• _Exercice court 1_:
D'après l'extrait sur la liberté des fabriques, sous quel roi fut établi le principe par lequel on conduit encore les fabriques ?

• _Extrait du texte_:

Quel est le règlement qui a opéré de si bonnes choses en Hollande et en Angleterre ? La liberté et la concurrence ; et elles opéreront certainement la même chose chez nous, mais depuis deux cents ans, sous prétexte d’empêcher en France ce qu’on appelle les fraudeurs et les abus dans la fabrication des étoffes, on ne s’est occupé que de rendre l’exercice du fabricant difficile et désagréable et de les mettre entre les mains d’un petit nombre de gens sans songer que le plus grand de tous les abus est d’éloigner les hommes de l’occupation et de priver l’État par là du fruit qui lui reviendrait de leur travail.

Quand on a un ennemi à combattre, on s’informe de ses forces et de sa discipline à qui il doit ses victoires et quelle est la cause de nos défauts. Quoique les Français aient porté nos fabriques en Hollande et en Angleterre, elles n’y eussent pas prospéré si elles n’y eussent été libres, mais la liberté faisant qu’elles se soutiennent et qu’elles augmentent tandis que les nôtres diminuent, il faut nécessairement que leur méthode soit meilleure que la nôtre.

Or un commerce limité, sujet à des gênes et des restrictions telles que le nôtre, sera toujours ruiné lorsqu’il sera attaqué par des fabriques libres ; le plus grand nombre doit à la fin écraser le plus petit, leurs ouvriers et leurs fabricants se multipliant rapidement et sans cesse, tandis que le nombre des nôtres autant par des longueurs que des formalités rebutantes ne peut s’augmenter. Leur commerce augmente et s’étend donc avec le nombre de leurs fabricants et le nôtre diminue avec celui de nos ouvriers.

Nous conduisons encore nos fabriques par le principe établi sous Henri second ; il était mauvais alors et même dans le temps où nous n’avions point de concurrence, puisqu’il détruisait l’émulation parmi nous ; il est insoutenable aujourd’hui que nous en avons dans toute l’Europe. Parce que nous nous sommes malheureusement mis un bras en écharpe sous Henri second, faut-il qu’il y reste sous Louis XV et dans un temps où tous les souverains de l’Europe sont occupés de délier les bras de leurs sujets pour nous enlever ce qui nous reste de commerce. Qu’on nous rende l’usage de nos deux bras et nous serons en état de regagner le terrain que nous avons perdu.

On ne peut faire ces observations sans quelques réflexions sur le contenu d’un des mémoires qui se trouve dans le dossier de l’affaire des tireurs d’or, lequel, pour remédier aux abus sur le titre de l’argent et à la contrebande du trait, propose de défendre le transport à Genève et à Trévoux des piastres et vieilles vaisselles et autres matières d’or et d’argent.

On observe : 1° que cette défense serait inutile quant à Genève qui n’étant point enclavé dans le Royaume peut tirer des piastres et des matières d’or et d’agent par la Savoie et par la Suisse.

• _Enregistrements_:
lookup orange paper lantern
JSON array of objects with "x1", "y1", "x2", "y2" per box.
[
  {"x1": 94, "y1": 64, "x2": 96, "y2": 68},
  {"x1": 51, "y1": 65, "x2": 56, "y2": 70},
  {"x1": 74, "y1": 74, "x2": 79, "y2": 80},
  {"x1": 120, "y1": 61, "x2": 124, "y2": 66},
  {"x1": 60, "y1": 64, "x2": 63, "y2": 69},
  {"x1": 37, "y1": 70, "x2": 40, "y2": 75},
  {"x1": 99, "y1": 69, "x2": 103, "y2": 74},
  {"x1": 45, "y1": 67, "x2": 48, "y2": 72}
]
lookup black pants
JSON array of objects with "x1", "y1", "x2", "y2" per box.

• _Exercice court 2_:
Réécrivez sous forme de liste numérotée les lignes des enregistrements qui vont de la ligne contenant « lookup black pants » jusqu'à la fin des enregistrements, sans les lignes vides.

• _Réponse rédigée 1_:
Sous Henri second.

• _Réponse rédigée 2_:
1. lookup black pants
2. JSON array of objects with "x1", "y1", "x2", "y2" per box.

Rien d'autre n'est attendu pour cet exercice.